- _WHAT YOU HAVE TO DO_
Quote each of the following records word for word, keeping every line as it appears.

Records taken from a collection
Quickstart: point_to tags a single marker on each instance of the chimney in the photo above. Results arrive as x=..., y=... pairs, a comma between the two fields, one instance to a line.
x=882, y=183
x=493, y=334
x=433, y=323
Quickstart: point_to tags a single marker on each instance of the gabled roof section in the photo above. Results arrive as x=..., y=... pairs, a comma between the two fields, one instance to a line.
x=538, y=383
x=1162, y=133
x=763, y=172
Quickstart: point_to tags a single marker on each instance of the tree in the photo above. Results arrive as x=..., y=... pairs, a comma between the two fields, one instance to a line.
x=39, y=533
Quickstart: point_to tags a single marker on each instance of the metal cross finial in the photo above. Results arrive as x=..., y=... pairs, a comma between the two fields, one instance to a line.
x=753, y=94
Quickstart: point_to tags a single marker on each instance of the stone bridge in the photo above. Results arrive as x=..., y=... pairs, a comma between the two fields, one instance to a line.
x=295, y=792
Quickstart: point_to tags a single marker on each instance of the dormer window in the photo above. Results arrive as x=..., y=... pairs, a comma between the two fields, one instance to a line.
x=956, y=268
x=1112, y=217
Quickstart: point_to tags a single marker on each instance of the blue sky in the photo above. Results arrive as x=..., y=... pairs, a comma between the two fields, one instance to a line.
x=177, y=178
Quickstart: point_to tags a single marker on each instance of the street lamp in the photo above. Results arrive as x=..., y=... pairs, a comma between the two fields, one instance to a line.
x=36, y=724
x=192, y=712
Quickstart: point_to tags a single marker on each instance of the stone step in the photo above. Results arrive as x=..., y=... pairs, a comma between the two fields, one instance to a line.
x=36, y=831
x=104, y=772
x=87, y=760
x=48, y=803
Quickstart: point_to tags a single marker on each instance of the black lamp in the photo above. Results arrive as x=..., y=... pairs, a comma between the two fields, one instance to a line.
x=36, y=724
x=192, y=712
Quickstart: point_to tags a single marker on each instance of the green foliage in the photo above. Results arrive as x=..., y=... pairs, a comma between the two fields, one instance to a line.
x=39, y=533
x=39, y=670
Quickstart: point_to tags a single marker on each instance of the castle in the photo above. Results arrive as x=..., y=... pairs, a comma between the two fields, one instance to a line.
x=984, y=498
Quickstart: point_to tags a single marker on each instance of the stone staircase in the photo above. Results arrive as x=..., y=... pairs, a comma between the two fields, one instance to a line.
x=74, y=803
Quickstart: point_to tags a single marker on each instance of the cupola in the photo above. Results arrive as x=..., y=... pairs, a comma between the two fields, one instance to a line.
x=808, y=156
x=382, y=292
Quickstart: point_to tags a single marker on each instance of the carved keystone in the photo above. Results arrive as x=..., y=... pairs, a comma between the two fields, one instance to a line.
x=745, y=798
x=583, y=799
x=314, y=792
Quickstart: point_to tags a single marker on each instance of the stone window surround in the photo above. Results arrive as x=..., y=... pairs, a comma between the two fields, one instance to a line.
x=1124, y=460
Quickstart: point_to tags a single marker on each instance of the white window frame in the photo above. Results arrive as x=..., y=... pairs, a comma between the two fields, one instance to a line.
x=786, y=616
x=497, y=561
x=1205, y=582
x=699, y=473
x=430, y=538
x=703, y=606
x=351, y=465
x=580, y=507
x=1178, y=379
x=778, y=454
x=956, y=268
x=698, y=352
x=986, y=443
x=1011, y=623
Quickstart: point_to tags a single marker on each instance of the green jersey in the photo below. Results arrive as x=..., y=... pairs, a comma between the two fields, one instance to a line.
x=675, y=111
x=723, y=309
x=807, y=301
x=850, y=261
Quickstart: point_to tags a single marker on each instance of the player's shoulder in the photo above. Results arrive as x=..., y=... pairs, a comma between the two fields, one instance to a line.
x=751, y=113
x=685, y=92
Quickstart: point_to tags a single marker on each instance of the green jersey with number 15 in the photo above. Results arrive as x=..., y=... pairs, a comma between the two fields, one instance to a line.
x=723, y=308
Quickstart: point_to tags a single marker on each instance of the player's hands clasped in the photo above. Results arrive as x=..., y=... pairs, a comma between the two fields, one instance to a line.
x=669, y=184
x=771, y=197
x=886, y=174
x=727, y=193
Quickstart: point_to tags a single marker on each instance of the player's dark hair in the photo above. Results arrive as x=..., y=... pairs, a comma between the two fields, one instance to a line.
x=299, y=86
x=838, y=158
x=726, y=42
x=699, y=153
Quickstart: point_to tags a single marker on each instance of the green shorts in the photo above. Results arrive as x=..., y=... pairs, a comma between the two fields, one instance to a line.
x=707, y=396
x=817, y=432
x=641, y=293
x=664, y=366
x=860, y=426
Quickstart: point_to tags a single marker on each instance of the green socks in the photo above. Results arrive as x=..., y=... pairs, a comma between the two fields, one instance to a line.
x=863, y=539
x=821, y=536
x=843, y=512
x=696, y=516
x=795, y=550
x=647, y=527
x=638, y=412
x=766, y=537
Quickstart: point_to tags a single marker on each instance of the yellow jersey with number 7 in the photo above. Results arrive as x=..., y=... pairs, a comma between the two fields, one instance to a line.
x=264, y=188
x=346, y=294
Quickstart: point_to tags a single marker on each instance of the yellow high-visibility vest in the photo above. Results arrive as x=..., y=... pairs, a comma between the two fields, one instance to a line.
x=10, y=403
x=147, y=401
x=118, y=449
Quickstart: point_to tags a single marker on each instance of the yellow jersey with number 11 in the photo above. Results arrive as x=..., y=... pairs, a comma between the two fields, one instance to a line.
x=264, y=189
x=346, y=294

- _RESULT_
Quickstart: point_to tags a single marker on each instance of the chimney in the photo above. Results arrive as x=..., y=... pairs, a comma between the two fields, one instance to a line.
x=882, y=183
x=493, y=334
x=433, y=323
Quickstart: point_to tags a single marker on each instance of the gabled roof section in the photo above. Results arrive as x=..., y=... pairs, a comma between the two fields, one instance to a line.
x=538, y=383
x=1162, y=133
x=763, y=172
Quickstart: point_to tags a single marker on each instance of the tree in the photo above. Results arrive as x=..., y=... pairs, a comma between the two fields, one instance to a line.
x=39, y=533
Quickstart: point_to tags a single marker on each instance of the metal cross finial in the photo above. Results arrive as x=..., y=... pairs, a comma between the two fields, one instance to a line.
x=753, y=94
Quickstart: point_to tags a single marker on each instance of the stone bridge in the photo above. Results arrive as x=..., y=... pairs, a comma between the two fields, one instance to a line.
x=295, y=792
Quickstart: point_to tags a single marker on each instance of the dormer window in the photo above. Results arrive as x=..., y=... pairs, a comma between the two fields, one instance to a line.
x=956, y=268
x=1112, y=217
Quickstart: point_to tags a single marker on each instance of the blue sky in the photo above. Results arrive as x=..., y=... pairs, a comma between the two fields, one instance to a line.
x=177, y=178
Quickstart: point_to tags a single marker on each instance of the street lamp in the photo above. Results arrive as x=..., y=... pairs, a comma between the two fields, one instance to a line.
x=36, y=724
x=192, y=712
Quickstart: point_to tags a single marker on each instance of the stone step in the photo above. Results arrive as x=..., y=... pairs, a comma between the two fields, one instance to a line.
x=36, y=831
x=104, y=772
x=87, y=760
x=48, y=803
Quickstart: point_to tags a single marker on each instance of the black lamp in the photo above. Results arrive as x=..., y=... pairs, a comma between the two fields, one instance to a line.
x=36, y=724
x=192, y=712
Quickstart: point_to tags a single marker on each instance of the green foliage in the photo above. Results arrive as x=..., y=... pairs, a comma between the two fields, one instance to a line.
x=39, y=533
x=39, y=670
Quickstart: point_to tags a single marker on each instance of the castle in the photo above. Results arrive as x=..., y=... pairs, a comma between the two fields, one instance to a line.
x=984, y=498
Quickstart: point_to tags a single marker on each instance of the stone staircase in the photo above. Results arrive as x=..., y=... pairs, a comma between the two fields, one instance to a line.
x=74, y=803
Quickstart: point_to tags a single marker on each instance of the cupola in the photo above. Results arrive as x=..., y=... pairs, a comma between the two fields, one instance to a line.
x=808, y=156
x=382, y=292
Quickstart: point_to tags a single marker on each instance of the carved keystone in the photo above. Results arrive as x=..., y=... pairs, a comma between the two fields, one instance to a line.
x=745, y=798
x=583, y=799
x=314, y=792
Quickstart: point_to tags a single marker on each instance of the stone window surround in the photo above. Results arrive as x=..., y=... pairs, a comma between the two fields, one instance to a line.
x=1124, y=460
Quickstart: point_to tags a single marker on each instance of the white window frame in the photo above. Results arrive as x=..., y=... pairs, a comma between the two fields, one instance to a line.
x=786, y=616
x=497, y=561
x=1205, y=582
x=699, y=473
x=430, y=538
x=703, y=606
x=351, y=465
x=580, y=507
x=1178, y=379
x=778, y=454
x=956, y=268
x=698, y=352
x=986, y=443
x=1011, y=623
Quickstart: point_to tags a single marker on each instance of the green jersey in the photo below. Results arrive as x=..., y=... pairs, a comma between the two fields, one instance to a line.
x=675, y=111
x=723, y=309
x=807, y=301
x=850, y=261
Quickstart: point_to tags a single marker on each instance of the player's shoulder in the photo above. Results arrive as x=..., y=... pairs, a comma between the two fields, one instance to a line.
x=751, y=113
x=685, y=92
Quickstart: point_to tags a single marker on each instance of the green jersey with number 15 in the photo above. Results arrive as x=..., y=... pairs, a comma between the two fields, one instance to a line.
x=723, y=308
Quickstart: point_to tags a single marker on each instance of the player's hands clasped in the photo above. Results arrive as x=..., y=... pairs, a comma between the two fields, one instance to a line.
x=669, y=184
x=771, y=197
x=886, y=174
x=727, y=193
Quickstart: point_to tags a single marker on each instance of the player's dark hair in the photo above. Results arrive as x=..., y=... pairs, a comma between the two fields, one instance to a line.
x=299, y=86
x=838, y=158
x=726, y=42
x=699, y=153
Quickstart: point_to tags a single marker on each instance of the green shorts in the photo above. Results arrive as x=..., y=... pairs, a comma between the two fields, one instance to a line.
x=707, y=396
x=817, y=432
x=641, y=293
x=664, y=366
x=860, y=426
Quickstart: point_to tags a single marker on each instance of the green socks in the photo above. Results arrive as x=..., y=... pairs, a comma between the two fields, one instance to a line.
x=863, y=539
x=821, y=536
x=843, y=512
x=696, y=516
x=795, y=550
x=647, y=527
x=638, y=412
x=766, y=537
Quickstart: point_to tags a single marker on each instance of the yellow jersey with number 7 in the photo above. Results arrive as x=..., y=... pairs, a comma between the two fields, one instance to a line.
x=264, y=188
x=346, y=294
Quickstart: point_to tags a single marker on each instance of the yellow high-visibility vest in the photo above. Results arrive as x=..., y=... pairs, a comma between the two fields, one instance to a line.
x=10, y=403
x=147, y=401
x=118, y=449
Quickstart: point_to tags a single marker on each instance of the yellow jersey with number 11 in the photo above. Results arrive as x=..., y=... pairs, a comma between the two fields, one instance to a line.
x=264, y=189
x=346, y=294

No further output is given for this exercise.